■ **What is required**
Answer with a single number: how many lines in the listing below include "cliff"?

■ **Available records**
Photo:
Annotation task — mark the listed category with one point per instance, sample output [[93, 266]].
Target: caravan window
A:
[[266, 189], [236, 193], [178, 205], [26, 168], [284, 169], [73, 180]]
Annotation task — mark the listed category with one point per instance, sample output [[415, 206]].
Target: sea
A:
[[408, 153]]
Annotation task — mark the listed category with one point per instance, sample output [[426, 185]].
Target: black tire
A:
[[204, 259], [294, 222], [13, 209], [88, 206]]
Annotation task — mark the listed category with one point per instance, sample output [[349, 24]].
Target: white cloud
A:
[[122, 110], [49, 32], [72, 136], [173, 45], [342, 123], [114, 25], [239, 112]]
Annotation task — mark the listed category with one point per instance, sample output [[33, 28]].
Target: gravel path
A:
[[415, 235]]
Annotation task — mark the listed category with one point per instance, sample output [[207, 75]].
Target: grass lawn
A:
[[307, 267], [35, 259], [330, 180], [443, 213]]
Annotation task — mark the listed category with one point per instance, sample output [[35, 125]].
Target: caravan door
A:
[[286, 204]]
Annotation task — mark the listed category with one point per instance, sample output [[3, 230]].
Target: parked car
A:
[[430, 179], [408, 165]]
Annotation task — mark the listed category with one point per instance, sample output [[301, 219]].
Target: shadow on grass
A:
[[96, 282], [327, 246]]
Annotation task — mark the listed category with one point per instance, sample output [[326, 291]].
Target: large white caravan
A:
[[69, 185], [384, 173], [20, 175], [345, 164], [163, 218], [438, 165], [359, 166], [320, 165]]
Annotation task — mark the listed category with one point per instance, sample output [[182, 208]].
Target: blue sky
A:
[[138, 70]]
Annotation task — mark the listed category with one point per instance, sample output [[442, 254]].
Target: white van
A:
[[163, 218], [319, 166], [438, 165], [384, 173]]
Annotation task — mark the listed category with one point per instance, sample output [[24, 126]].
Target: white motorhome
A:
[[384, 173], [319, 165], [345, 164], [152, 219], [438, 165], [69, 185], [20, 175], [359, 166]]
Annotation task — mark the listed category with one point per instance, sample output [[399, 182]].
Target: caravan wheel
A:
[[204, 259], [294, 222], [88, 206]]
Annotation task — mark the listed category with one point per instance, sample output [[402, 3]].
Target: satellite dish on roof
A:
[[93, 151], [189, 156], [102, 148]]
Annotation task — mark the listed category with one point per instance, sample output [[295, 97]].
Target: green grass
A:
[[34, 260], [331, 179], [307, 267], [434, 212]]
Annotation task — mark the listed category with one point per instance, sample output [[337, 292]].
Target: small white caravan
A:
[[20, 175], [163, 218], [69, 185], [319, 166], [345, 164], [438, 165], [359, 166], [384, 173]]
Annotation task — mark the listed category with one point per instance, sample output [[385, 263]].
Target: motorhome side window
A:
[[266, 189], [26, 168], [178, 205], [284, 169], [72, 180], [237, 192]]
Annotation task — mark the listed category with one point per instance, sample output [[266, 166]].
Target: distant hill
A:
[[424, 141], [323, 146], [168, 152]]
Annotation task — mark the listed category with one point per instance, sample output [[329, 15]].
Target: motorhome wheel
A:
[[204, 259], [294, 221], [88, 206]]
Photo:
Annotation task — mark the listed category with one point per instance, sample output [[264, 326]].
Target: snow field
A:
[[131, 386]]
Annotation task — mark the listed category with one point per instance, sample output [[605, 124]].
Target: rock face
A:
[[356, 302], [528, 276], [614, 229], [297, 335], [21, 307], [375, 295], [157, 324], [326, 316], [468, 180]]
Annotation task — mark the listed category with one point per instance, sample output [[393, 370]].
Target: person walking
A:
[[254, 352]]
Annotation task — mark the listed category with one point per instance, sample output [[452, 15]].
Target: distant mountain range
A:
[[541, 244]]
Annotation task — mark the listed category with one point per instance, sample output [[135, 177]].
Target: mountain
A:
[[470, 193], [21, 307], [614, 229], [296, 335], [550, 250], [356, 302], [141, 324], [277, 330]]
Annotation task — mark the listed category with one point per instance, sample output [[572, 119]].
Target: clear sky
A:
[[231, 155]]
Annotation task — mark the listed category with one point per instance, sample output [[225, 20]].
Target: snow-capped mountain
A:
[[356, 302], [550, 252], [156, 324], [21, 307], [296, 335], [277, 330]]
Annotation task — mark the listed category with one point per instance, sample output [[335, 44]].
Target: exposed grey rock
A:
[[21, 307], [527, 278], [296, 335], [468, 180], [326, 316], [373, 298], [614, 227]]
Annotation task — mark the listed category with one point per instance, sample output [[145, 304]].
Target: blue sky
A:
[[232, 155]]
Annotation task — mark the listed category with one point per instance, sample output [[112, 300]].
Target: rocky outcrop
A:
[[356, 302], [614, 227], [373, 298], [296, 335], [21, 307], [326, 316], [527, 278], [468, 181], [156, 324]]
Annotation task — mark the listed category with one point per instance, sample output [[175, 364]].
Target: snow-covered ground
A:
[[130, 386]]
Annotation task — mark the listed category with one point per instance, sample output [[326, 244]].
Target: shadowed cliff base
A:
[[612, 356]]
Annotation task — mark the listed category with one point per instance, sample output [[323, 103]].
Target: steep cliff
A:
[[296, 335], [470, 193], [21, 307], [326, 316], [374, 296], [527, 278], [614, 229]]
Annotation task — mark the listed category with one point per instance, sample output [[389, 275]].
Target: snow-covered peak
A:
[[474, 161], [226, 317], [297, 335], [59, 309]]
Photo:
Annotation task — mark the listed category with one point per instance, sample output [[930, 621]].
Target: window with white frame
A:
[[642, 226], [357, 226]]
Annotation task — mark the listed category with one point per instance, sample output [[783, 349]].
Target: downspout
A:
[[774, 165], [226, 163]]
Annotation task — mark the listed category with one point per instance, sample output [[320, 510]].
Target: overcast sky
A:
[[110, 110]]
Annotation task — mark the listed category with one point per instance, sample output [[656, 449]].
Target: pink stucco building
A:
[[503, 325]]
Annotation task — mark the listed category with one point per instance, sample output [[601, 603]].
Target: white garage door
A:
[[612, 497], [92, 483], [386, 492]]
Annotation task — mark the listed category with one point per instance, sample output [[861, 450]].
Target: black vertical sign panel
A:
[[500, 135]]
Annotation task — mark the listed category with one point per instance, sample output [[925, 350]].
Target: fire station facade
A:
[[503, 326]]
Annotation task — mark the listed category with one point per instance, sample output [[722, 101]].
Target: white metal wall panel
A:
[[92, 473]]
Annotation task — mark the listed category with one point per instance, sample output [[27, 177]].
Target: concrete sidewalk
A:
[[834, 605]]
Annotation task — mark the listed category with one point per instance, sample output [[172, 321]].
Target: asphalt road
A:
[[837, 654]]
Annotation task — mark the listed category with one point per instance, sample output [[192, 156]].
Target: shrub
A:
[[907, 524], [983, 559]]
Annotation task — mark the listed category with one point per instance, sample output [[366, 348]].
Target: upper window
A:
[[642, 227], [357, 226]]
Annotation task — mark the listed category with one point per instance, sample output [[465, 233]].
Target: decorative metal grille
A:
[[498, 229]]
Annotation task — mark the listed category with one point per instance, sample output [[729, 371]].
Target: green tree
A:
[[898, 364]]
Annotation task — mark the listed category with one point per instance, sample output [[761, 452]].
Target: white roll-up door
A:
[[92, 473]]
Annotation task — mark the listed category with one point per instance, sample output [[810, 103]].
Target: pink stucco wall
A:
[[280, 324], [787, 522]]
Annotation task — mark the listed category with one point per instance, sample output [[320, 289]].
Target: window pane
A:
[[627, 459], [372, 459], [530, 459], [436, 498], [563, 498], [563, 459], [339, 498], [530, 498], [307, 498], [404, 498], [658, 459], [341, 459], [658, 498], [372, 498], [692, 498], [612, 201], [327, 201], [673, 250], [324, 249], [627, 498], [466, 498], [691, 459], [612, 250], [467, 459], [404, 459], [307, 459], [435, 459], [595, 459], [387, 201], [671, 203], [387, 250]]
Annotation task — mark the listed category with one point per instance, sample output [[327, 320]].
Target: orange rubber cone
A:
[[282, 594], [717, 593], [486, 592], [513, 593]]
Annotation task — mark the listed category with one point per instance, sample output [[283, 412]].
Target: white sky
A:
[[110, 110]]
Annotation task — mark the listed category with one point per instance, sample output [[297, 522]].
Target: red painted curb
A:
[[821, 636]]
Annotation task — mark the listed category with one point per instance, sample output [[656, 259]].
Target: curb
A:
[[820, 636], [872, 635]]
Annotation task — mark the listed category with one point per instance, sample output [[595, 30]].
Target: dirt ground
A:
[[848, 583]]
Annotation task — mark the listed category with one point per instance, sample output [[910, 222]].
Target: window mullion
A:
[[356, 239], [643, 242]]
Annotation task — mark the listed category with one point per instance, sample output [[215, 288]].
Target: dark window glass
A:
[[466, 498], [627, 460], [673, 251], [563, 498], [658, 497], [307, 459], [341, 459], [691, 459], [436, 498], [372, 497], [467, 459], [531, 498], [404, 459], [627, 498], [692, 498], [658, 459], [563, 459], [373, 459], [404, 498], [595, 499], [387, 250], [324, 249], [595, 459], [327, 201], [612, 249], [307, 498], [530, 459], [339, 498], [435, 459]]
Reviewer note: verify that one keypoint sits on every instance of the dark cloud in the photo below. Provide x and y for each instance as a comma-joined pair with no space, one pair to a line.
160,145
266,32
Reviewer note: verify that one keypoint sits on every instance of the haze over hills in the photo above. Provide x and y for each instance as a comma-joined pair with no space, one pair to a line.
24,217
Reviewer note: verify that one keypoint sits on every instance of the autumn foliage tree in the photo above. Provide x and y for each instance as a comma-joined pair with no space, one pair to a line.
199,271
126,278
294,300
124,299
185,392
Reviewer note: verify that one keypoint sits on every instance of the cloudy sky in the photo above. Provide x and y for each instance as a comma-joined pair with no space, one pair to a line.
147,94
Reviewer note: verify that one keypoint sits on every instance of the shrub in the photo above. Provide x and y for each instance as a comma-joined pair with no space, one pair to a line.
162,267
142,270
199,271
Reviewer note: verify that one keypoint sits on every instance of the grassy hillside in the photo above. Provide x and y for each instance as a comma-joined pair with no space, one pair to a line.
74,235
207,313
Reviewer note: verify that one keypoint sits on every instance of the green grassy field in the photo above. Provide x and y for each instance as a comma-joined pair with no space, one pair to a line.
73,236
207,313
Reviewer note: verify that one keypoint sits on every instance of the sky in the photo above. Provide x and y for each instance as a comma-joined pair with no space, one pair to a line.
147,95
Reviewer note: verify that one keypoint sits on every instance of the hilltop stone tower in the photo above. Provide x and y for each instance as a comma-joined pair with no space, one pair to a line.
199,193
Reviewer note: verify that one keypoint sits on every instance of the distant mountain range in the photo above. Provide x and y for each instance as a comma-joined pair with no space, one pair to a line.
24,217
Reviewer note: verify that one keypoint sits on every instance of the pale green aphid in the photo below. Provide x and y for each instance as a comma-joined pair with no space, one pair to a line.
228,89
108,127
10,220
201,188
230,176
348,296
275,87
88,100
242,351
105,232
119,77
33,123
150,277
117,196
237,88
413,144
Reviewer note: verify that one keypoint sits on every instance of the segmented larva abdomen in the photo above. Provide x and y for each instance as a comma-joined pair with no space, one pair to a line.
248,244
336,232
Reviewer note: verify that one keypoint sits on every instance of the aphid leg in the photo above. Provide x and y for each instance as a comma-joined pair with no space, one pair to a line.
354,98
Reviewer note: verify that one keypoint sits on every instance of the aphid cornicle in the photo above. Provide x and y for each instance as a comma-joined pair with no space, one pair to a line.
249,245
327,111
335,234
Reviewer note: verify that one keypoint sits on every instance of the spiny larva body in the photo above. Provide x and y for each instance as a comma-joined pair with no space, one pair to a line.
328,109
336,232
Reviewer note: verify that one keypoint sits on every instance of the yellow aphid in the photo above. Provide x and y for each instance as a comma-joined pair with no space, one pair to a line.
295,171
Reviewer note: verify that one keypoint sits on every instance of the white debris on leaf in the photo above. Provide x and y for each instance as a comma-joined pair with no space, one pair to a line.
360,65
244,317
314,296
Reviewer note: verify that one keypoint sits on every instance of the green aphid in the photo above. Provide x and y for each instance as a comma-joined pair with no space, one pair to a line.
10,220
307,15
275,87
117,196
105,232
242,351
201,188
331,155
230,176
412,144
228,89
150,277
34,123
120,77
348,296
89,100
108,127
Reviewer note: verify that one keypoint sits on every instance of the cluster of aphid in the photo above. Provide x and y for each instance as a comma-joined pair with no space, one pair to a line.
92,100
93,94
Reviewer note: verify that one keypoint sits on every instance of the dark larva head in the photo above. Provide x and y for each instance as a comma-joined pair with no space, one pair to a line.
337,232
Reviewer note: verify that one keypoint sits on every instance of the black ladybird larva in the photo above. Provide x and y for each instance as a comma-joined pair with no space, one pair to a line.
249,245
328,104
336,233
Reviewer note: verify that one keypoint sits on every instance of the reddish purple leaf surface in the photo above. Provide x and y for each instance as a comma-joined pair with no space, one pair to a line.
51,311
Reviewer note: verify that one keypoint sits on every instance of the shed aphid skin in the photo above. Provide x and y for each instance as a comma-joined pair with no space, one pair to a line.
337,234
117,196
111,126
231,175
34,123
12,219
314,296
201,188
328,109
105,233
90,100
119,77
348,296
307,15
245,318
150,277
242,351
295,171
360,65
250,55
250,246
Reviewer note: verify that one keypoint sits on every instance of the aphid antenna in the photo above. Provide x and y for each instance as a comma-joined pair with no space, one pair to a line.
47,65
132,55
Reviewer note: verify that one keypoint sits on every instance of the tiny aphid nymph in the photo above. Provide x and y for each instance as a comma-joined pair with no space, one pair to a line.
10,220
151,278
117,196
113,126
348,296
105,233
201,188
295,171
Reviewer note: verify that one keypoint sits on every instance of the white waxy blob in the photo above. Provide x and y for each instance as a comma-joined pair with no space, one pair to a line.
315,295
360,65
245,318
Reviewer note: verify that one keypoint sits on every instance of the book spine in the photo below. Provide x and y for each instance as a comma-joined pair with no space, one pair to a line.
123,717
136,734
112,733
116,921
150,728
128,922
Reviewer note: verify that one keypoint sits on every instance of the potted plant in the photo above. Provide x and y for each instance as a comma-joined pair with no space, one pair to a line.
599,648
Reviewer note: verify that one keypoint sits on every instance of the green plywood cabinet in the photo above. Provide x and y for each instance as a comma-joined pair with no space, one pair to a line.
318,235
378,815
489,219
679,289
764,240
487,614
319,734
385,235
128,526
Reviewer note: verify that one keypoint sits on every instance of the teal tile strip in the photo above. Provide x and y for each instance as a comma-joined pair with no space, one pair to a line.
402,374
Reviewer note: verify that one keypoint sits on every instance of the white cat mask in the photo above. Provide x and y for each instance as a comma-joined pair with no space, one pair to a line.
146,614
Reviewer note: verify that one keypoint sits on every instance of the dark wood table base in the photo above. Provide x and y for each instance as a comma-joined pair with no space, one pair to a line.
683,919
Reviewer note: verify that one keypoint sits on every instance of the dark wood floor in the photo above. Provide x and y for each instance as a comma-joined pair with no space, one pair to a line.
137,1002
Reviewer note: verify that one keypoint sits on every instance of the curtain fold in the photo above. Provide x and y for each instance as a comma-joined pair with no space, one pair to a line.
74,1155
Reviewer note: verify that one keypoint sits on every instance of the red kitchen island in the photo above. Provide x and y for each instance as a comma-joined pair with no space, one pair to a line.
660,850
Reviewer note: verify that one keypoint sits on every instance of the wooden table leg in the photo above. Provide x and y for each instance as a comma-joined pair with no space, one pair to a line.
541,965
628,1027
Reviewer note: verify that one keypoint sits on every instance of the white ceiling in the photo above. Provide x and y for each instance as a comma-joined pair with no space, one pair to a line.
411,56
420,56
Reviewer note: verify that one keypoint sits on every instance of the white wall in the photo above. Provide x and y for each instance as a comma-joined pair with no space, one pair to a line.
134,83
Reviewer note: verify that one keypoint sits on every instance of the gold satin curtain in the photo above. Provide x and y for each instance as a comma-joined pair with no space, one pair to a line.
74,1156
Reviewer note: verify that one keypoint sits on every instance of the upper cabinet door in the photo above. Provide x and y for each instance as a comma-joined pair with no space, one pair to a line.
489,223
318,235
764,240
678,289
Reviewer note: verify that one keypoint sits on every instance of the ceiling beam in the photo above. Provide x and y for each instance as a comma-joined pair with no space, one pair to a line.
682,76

■ **Exercise response**
2